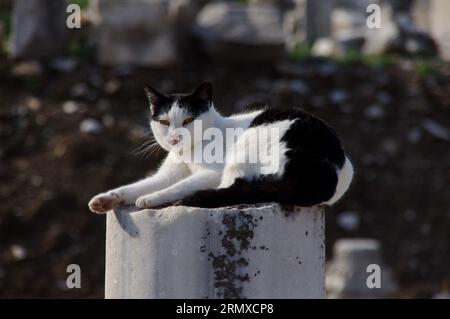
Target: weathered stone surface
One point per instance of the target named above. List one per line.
(234, 252)
(38, 29)
(134, 32)
(347, 273)
(235, 32)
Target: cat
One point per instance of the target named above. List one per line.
(312, 169)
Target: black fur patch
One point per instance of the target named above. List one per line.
(195, 103)
(309, 178)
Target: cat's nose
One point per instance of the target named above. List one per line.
(175, 139)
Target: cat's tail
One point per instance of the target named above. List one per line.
(244, 192)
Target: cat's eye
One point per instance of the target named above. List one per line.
(188, 120)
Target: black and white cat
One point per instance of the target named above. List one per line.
(312, 168)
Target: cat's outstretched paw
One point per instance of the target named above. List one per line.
(102, 203)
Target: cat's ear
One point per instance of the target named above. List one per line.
(154, 97)
(204, 92)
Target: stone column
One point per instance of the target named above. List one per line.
(236, 252)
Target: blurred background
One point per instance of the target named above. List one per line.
(73, 113)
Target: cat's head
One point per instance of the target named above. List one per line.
(173, 115)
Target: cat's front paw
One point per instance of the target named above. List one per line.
(151, 201)
(102, 203)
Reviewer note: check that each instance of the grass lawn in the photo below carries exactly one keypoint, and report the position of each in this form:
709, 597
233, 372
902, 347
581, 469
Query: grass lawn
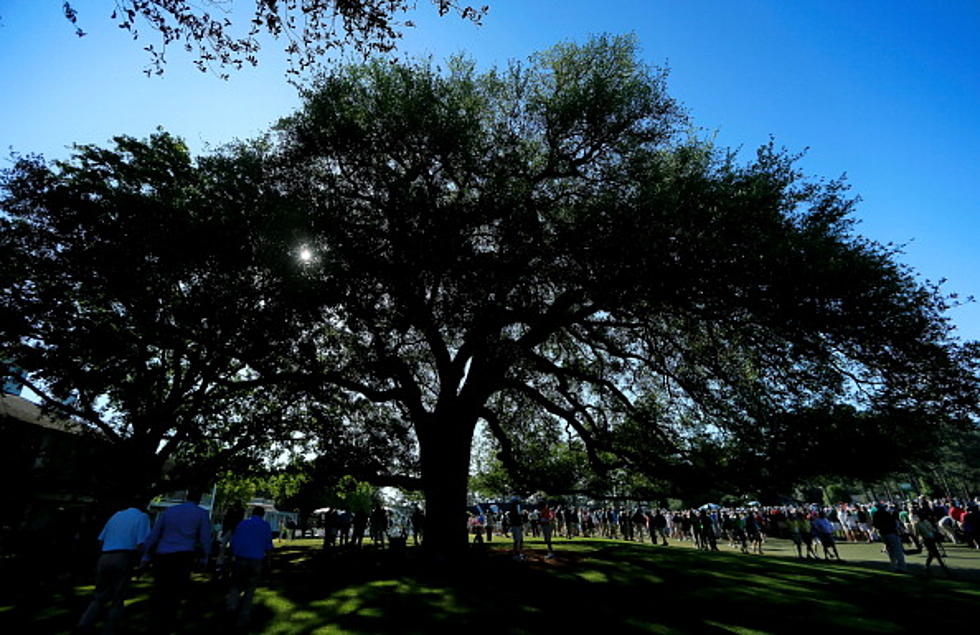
592, 586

● TRY IT: Copy out each line in the listing that has the word "stone".

● EXERCISE RESULT:
Target: weathered stone surface
Target: stone column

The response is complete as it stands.